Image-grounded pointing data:
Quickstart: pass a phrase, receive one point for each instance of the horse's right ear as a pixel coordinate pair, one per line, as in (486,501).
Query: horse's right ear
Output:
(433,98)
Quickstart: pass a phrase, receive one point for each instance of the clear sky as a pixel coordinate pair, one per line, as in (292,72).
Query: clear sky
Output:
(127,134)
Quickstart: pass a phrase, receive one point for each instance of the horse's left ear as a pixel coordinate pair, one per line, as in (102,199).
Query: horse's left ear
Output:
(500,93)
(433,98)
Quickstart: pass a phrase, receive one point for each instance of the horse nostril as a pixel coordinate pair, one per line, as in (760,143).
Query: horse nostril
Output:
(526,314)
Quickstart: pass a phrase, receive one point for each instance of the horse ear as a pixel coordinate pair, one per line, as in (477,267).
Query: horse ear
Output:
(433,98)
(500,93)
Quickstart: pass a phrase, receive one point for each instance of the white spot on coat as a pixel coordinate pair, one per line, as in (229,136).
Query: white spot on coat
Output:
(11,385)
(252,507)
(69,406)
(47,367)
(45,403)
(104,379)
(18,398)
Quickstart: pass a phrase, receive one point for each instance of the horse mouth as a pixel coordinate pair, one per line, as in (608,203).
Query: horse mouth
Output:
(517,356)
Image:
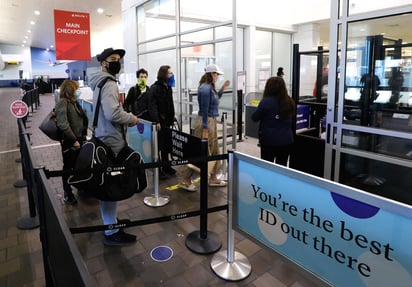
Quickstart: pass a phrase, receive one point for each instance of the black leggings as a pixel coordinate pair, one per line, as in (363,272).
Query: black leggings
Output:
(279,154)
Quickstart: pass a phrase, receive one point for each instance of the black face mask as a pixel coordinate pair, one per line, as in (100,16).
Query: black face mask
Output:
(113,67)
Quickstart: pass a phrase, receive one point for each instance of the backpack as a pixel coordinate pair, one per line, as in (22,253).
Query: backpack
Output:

Exercise details: Copy each line above exactly, with no images.

Exercise response:
Quickstart: pass a phrase, receive one point for each instance of the horse's right ear as a pixel coordinate pair, one per line, as in (486,501).
Query: horse's right ear
Output:
(433,98)
Quickstart: pass a phrase, receive one point for each instance of the clear sky as a pixel coordinate pair, one per line, as in (292,72).
Query: clear sky
Output:
(127,134)
Quickstart: pass a phrase, receive one point for each instance of the horse's left ear as a pixel coordinate pair, one per line, as in (102,199).
Query: horse's left ear
Output:
(500,93)
(433,98)
Quickstart: pass a phrase, receive one point for each instance of the horse nostril as a pixel coordinate pair, one per line, as in (760,143).
Query: horse nostril
Output:
(526,314)
Quickstart: pass a phrase, receive one point for each instance of the horse ear as a pixel coordinate pair, one per line, as in (477,267).
Query: horse ear
Output:
(433,98)
(500,93)
Quickstart: pass a phrase, receive one point for each instance of the white spot on coat as a pixel coordinate pair, one per line, as in (229,136).
Query: white spot on coat
Output:
(11,385)
(252,507)
(69,406)
(47,367)
(45,403)
(104,379)
(18,398)
Quickstart: pass a phrase, receive one point for each instance of the horse mouth as a pixel coordinate pair, one per line, as in (608,203).
Query: horse mouth
Output:
(517,356)
Image:
Quickstart: pass a phrase, receive one point for each instance of the black leggings as a pixel coordinate pair, one per line, as in (363,272).
Query: black leggings
Output:
(279,154)
Quickstart: pass a phrase, receive one point for each instance of the black face mask as a pixel coordinate pair, one per line, as in (100,16).
Query: black face mask
Output:
(113,67)
Quickstart: pass a phrase, receive one point for each instance of the backpack as a pixel coordinate pair, one per line, as in (22,253).
Query: backpack
Output:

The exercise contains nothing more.